Task prompt: Every entry, from first to last, must be written out exactly.
----
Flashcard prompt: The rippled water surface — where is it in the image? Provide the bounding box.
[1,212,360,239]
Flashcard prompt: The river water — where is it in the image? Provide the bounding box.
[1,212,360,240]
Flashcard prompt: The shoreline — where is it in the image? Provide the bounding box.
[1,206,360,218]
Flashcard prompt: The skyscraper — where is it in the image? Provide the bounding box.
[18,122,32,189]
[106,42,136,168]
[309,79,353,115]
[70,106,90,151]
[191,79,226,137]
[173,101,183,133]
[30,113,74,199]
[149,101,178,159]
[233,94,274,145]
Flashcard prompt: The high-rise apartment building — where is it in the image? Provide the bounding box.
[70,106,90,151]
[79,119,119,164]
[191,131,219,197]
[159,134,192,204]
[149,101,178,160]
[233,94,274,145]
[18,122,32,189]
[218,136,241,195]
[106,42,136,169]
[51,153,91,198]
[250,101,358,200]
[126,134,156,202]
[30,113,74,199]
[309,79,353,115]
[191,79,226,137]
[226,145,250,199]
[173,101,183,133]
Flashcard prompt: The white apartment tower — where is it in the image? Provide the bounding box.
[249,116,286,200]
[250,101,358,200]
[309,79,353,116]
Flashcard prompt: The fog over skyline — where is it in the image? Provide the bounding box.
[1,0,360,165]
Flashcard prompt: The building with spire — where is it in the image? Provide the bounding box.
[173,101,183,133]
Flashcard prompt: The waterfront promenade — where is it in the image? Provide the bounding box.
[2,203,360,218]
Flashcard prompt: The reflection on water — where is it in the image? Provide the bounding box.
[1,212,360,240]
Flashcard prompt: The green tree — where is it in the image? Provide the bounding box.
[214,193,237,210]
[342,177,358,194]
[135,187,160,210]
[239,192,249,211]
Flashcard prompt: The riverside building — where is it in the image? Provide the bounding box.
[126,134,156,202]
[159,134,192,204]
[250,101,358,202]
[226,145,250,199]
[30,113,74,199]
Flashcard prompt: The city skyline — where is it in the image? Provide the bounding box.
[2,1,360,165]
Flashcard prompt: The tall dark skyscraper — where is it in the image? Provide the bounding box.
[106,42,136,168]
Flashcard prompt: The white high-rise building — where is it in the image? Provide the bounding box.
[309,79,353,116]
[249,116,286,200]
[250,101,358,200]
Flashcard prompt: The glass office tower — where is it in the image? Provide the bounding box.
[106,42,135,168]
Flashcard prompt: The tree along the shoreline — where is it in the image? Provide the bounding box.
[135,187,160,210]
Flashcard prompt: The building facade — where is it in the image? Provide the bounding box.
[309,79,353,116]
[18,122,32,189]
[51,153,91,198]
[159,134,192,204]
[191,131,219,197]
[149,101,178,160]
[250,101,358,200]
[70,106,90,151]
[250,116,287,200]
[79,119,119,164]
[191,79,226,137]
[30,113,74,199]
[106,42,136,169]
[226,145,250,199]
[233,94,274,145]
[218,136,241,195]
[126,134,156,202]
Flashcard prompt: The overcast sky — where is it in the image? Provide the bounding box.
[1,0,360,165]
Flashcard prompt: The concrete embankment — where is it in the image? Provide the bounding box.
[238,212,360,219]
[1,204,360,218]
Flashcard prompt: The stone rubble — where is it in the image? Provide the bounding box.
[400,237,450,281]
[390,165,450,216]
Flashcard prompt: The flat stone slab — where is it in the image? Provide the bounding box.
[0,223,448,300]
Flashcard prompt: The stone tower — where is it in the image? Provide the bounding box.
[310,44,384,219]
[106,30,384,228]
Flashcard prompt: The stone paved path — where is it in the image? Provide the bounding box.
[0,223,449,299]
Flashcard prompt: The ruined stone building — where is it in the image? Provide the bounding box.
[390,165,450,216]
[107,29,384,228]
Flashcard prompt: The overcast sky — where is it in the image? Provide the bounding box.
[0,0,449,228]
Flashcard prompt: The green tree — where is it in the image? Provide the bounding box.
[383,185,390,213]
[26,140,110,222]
----
Task answer:
Flashcard prompt: The rippled water surface — where is it in the image? Provide the bounding box.
[1,212,360,239]
Flashcard prompt: The river water — where is it in the image? Provide the bounding box.
[1,212,360,240]
Flashcard prompt: The shoreline — where is it in the image? Provide the bounding box.
[1,206,360,218]
Flashcard prompt: The skyscraper — where is it in the image? Provide the bounding box.
[18,122,32,189]
[106,42,136,168]
[309,79,353,115]
[70,106,90,151]
[191,79,226,137]
[173,101,183,133]
[30,113,74,199]
[149,101,178,159]
[233,94,274,145]
Flashcard prompt: The high-rise apartment building — where is it in the image? Provide the bounding box.
[70,106,90,151]
[79,119,119,164]
[191,131,219,197]
[159,134,192,204]
[149,101,178,160]
[233,94,274,145]
[18,122,32,189]
[218,136,241,195]
[106,42,136,169]
[51,153,91,198]
[250,101,358,200]
[126,134,156,202]
[30,113,74,199]
[309,79,353,115]
[191,79,226,137]
[226,145,250,199]
[173,101,183,133]
Flashcard prompt: The white apartment tower — where is it in the image? Provide the bounding box.
[249,116,286,200]
[250,101,358,200]
[309,79,353,116]
Flashcard prompt: The fog over skyline — where is it in the image? Provide the bounding box.
[1,0,360,165]
Flashcard prompt: The building with spire — where is it in the image? Provide the bounding box.
[173,101,183,133]
Flashcard prompt: The waterfront promenade — where is it in the image? Provide the bounding box.
[2,203,360,218]
Flashcard prompt: The reflection on water — where is it in the image? Provide the bounding box.
[1,212,360,240]
Flashcard prompt: The green tree — where is it in the image? Provide the bounding box.
[214,193,237,210]
[342,177,358,194]
[135,187,160,210]
[239,192,249,211]
Flashcard prompt: The riverside building — where is it in the image? Provide the bounding box.
[126,134,156,202]
[159,134,192,204]
[250,101,358,202]
[226,145,250,199]
[30,113,74,199]
Flashcard prompt: The city skyline — where is it in the image? Provide the bounding box.
[2,1,360,165]
Flashcard prompt: The tall dark skyscraper — where is it in the image? Provide the bounding box.
[106,42,136,168]
Flashcard prompt: The white high-rise building — where is it in the image? Provide the bounding box.
[309,79,353,116]
[249,116,286,200]
[250,101,358,200]
Flashcard prompt: The glass office tower — where is it in the image? Provide the bounding box.
[106,42,135,168]
Flashcard prompt: The tree along the shoreline — where is it in the image? Provide the bounding box.
[135,187,160,210]
Flashcard prompt: The building facade — where is it in the image? Provide the bounding box.
[309,79,353,116]
[18,122,32,189]
[51,153,91,198]
[159,134,192,204]
[191,131,219,197]
[149,101,178,160]
[250,101,358,200]
[70,106,90,151]
[250,116,287,200]
[79,119,119,164]
[191,79,226,137]
[30,113,74,199]
[106,42,136,169]
[226,145,250,199]
[233,94,274,145]
[218,136,241,195]
[126,134,156,202]
Flashcard prompt: The overcast sky — where is it in the image? Provide the bounding box.
[1,0,360,165]
Flashcard prompt: The concrete embankment — where is it in the image? Provide the bounding box.
[238,212,360,219]
[1,204,360,218]
Flashcard prompt: The stone rubble — where is it in the image? Provide the bounding box.
[400,237,450,281]
[390,165,450,216]
Flashcard prompt: The flat stone slab — where is it in the image? Provide the bounding box.
[0,223,448,300]
Flashcard prompt: The stone tower — where is it in the image? Provide the bounding box.
[310,44,384,219]
[106,30,384,228]
Flashcard prompt: The stone paved path — where is it in the image? Provide the bounding box.
[0,223,449,299]
Flashcard prompt: The ruined stone building — where is it in the image? Provide the bounding box.
[390,165,450,216]
[107,29,384,228]
Flashcard prompt: The overcast sky — where is it in the image? Provide the bounding box.
[0,0,449,228]
Flashcard prompt: The green tree — where is it in the image? Provide the bounding box.
[383,185,390,213]
[26,140,110,222]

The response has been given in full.